[Directions for this task] Please rewrite the listing below, replacing every "dots" with "marks" and leaving everything else unchanged.

━━━━━ Raw data ━━━━━

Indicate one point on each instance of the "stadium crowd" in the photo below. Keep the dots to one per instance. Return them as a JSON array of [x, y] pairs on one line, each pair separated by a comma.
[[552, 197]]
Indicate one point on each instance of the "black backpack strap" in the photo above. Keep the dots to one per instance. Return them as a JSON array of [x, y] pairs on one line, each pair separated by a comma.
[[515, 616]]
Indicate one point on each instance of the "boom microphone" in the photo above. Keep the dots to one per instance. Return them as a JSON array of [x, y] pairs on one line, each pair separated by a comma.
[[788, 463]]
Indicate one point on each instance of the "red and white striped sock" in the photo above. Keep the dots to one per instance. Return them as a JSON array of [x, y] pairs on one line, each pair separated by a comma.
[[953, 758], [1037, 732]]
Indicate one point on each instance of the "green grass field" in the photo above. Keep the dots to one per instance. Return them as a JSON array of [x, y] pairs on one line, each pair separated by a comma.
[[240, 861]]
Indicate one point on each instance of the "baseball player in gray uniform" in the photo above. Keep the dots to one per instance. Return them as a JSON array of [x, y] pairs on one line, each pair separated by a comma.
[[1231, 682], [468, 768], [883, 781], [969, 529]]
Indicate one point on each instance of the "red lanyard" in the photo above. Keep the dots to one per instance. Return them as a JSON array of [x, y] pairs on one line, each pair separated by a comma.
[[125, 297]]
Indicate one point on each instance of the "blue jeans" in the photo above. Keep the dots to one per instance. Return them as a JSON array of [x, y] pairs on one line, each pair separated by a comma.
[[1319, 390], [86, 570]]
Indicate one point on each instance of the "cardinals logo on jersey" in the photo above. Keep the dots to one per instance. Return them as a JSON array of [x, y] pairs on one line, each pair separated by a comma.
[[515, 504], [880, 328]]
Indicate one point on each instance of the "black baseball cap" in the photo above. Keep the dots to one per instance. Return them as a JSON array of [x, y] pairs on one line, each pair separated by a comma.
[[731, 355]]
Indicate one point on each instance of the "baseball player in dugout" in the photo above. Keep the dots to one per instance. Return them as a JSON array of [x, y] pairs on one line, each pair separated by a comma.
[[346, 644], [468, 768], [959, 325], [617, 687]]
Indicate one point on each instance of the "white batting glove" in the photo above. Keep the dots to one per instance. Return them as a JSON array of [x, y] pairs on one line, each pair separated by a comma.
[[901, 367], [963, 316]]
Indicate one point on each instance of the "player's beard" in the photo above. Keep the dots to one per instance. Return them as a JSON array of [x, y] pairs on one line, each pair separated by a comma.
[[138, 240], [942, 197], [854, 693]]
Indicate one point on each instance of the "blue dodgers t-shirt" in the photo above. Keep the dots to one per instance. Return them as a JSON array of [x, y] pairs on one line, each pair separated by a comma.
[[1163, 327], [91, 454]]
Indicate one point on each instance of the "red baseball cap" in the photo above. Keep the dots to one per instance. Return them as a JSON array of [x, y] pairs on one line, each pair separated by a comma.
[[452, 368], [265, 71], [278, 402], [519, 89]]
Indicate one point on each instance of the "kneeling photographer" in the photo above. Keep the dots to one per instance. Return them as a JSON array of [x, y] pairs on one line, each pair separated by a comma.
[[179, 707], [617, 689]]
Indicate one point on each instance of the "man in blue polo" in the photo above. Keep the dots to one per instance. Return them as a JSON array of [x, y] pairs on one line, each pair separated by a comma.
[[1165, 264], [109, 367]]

━━━━━

[Right answer]
Indicate one point on each instance of the "stadium crowd" in the photo below. Keep the marks to one per instance. Return them as a JSON array of [x, y] pairs on one line, each pair separated by a comma.
[[552, 197]]
Indicate one point on each instance of the "black backpack strap" in the photo above. Keep the marks to one per instance. Return them as a JSON array of [x, y] pairs on one line, each pair separated by a comma.
[[515, 616]]
Indicate one point on each instance of the "boom microphone" in the photo above. Keep the marks to one per instance. Return them as a JSON array of [x, y] pairs on one line, each pair separated by a comma.
[[788, 463]]
Indicate one point on each instance of the "red and white striped sock" in the photo above. Keep the marks to one per instance. Return them as a JSON array of [x, y] pairs on one line, each pair separated by a comma.
[[953, 758], [1037, 732]]
Indicate one point on each instance of the "green grass field" in the photo above. Keep the marks to one per instance. Return them as a JSON array of [x, y] pairs on one line, each pair separated by a comma.
[[240, 861]]
Indicate one point on each instance of the "baseball player in gray uniform" in the photo above. Keep the marks to one per instance. Return them as a JSON array of [x, y] pairs on one line, each pair separated by a comma.
[[1231, 682], [468, 768], [883, 781], [969, 529]]
Indicate one point on each instance of the "red lanyard" in the photo above. Keep the marks to one per instance. Return them as a JSON array of [x, y] pairs on one line, each pair separated by a comma.
[[125, 297]]
Indicate one point on each instance of the "blue jeans" in the photo above. Keep the marks to one per instance. Return them as a JSON array of [x, y] pairs on one line, each pair separated by a comma.
[[1319, 390], [86, 570]]
Indicate one point on each instance of the "cardinals logo on jersey" in the photo above. Keep the marks to one per instance. Return them as a JSON array of [x, y] pairs on one line, each pair separated by a comma.
[[515, 504], [880, 328]]
Indicate one point on each instance of the "black baseball cap" in the photo above. Keep the marks to one per instance. Return them as a JSON array of [x, y] pairs on one line, each pair separated by a comma.
[[731, 355]]
Indicate one point on each instance of the "baseball player in dugout" in the photo above. Keep the marks to one per instance. Return them as a JSON array of [x, y] pairs on one line, each pair separated by a comma.
[[346, 644], [468, 768], [959, 325], [617, 687]]
Indicate one point on each instance of the "white batting glove" in the photo above. Keep the marks to one per instance. Return them as a JSON array of [x, y] pairs on one line, each pair separated by a comma.
[[901, 367], [963, 316]]
Indicate one point on each instance of the "player's beard" in the photo above. Keep the marks to one per instance. Return them as a JSON array of [x, y] pairs on one line, each pair separated by a comma.
[[138, 240], [942, 197], [854, 693]]
Indicate one point on each instance of the "blue dodgers t-shirt" in the photo above. Keep the marks to one per instance. Return them as a JSON array of [x, y] pairs on one line, each pair separated by a comma.
[[1163, 327], [91, 454]]
Indicate one point on each instance of the "red baseball cap" in the photo above. Keep the marks to one per instance. Return them as a JSON array of [x, y] pairs on one line, each pair separated by a comma.
[[452, 368], [265, 71], [278, 402], [519, 89]]
Indicate one point on each instance of the "kneeling photographer" in the photo above. Keep the marks to one per instance. Return them as a JSON array of [x, y] pairs on one line, each pair separated by a comma.
[[179, 707], [617, 689]]
Indicate one point on each instance of the "man in blue polo" in the photo above. Keep the marks to one per instance. Return them as a JSON array of [x, y] pairs on one line, each pair separated by a comma.
[[1165, 264], [109, 367]]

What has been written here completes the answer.